Write out the data word for word, from the line with "Teacher note: indicate the dark" up to and including the line with "point(478, 8)".

Start Dataset records

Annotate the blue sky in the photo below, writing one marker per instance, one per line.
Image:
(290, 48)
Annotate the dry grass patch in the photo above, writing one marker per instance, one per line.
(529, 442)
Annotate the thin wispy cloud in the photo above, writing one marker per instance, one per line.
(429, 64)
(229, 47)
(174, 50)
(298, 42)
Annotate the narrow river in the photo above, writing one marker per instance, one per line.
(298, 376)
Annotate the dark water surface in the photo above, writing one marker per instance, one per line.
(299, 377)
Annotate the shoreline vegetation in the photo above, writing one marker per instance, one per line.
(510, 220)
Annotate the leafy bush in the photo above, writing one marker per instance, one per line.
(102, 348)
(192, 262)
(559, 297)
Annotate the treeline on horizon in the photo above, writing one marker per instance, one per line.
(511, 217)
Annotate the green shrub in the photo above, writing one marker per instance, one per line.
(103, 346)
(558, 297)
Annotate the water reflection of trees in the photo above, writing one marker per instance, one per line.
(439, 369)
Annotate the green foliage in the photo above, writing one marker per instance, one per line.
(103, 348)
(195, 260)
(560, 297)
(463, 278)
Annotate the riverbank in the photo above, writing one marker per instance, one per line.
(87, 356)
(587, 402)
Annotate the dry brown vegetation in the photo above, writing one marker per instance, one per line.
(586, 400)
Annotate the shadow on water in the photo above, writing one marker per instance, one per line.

End Dataset records
Start Dataset records

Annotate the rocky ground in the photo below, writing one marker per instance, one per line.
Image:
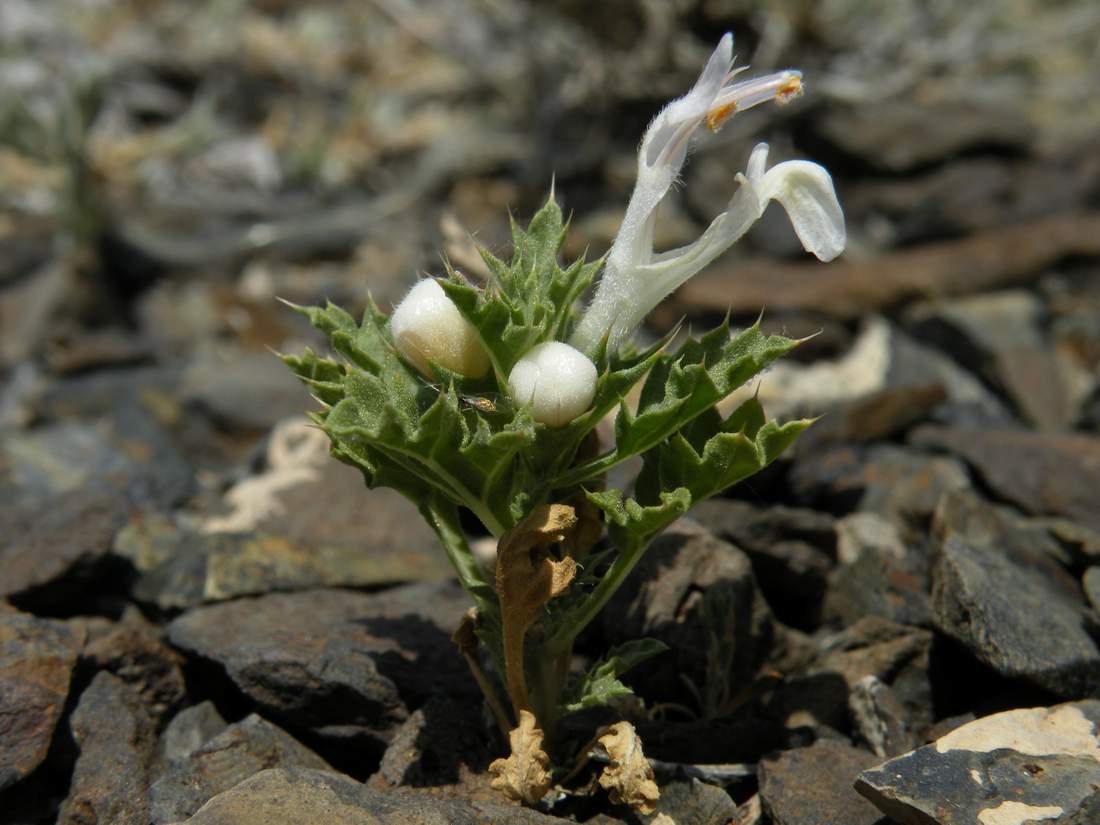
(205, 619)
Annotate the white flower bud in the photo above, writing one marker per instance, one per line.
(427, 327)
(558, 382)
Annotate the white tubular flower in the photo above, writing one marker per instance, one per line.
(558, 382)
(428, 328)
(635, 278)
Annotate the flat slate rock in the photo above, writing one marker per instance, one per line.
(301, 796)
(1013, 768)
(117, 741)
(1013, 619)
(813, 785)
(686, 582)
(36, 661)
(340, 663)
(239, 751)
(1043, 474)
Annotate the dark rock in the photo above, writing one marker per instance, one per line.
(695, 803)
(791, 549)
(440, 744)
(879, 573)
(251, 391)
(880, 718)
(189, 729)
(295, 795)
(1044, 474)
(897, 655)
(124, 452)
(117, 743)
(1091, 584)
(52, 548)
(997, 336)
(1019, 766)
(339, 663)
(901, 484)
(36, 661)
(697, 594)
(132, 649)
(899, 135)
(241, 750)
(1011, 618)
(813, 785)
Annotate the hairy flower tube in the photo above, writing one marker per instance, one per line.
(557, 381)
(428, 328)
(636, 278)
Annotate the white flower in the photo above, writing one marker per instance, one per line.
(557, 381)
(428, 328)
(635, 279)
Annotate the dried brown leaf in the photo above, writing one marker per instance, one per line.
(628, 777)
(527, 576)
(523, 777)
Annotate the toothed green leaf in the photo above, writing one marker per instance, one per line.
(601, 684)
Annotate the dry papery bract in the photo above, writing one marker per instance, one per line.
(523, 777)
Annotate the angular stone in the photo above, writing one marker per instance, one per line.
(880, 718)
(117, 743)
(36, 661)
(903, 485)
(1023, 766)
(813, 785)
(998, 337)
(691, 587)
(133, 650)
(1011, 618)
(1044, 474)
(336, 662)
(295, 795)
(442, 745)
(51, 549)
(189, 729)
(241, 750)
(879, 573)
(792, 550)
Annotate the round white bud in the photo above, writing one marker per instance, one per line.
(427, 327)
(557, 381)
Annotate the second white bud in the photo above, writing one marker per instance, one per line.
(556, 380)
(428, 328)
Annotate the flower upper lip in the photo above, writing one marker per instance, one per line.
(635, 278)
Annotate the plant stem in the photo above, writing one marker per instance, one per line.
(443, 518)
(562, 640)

End Dataset records
Start Dataset records

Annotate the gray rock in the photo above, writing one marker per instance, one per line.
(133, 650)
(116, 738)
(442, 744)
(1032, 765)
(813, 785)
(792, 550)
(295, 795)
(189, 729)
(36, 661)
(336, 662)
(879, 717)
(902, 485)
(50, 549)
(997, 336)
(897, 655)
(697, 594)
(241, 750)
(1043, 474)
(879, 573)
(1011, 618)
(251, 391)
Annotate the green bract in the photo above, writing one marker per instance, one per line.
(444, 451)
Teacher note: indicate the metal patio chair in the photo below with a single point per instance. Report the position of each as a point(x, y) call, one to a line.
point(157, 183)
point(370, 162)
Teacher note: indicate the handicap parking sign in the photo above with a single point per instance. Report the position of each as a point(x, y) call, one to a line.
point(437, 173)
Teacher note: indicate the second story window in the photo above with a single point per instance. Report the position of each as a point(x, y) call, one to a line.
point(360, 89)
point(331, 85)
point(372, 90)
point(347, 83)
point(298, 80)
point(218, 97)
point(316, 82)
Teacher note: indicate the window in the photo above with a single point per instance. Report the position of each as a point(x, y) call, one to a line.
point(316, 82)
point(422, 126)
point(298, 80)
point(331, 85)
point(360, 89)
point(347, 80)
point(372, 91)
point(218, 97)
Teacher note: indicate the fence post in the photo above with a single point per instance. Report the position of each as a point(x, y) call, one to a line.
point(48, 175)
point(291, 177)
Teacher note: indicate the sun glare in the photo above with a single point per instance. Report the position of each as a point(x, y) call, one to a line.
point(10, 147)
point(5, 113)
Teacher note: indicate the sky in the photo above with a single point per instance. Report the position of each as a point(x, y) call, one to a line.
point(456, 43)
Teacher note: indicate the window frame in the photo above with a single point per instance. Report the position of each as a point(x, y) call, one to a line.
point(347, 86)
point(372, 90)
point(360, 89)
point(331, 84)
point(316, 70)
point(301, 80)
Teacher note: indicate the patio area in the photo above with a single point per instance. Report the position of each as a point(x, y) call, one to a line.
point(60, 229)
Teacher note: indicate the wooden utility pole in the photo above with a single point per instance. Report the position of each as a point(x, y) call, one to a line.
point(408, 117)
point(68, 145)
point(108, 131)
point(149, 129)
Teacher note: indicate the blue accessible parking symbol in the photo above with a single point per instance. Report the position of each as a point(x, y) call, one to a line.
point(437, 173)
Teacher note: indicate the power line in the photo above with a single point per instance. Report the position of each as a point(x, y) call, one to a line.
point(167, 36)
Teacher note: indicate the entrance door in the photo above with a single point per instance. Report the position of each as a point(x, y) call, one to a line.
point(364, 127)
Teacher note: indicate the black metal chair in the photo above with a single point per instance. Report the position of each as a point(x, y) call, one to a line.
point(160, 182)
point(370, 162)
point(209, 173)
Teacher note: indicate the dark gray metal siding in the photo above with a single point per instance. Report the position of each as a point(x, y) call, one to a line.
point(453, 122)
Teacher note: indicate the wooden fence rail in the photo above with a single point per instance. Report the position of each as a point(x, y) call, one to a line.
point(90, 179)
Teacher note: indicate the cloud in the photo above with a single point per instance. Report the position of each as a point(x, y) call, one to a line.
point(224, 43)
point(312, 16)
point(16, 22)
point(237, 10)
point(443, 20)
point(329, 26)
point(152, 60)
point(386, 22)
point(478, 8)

End Dataset records

● **Response**
Teacher note: indicate the dark gray metal siding in the photo above with a single point per instance. Report the position of each as a point(x, y) call, one to a line.
point(453, 122)
Teacher note: indicate the wooden fence rail in the photo above with a single point per instance. Report the position of each as a point(x, y) call, one to a line.
point(90, 179)
Teacher note: indicate the cloud in the photo above with a single point per instance. Report the position of each as a point(x, y) call, one to a line.
point(224, 43)
point(312, 16)
point(16, 22)
point(237, 10)
point(443, 20)
point(329, 26)
point(152, 60)
point(386, 22)
point(478, 8)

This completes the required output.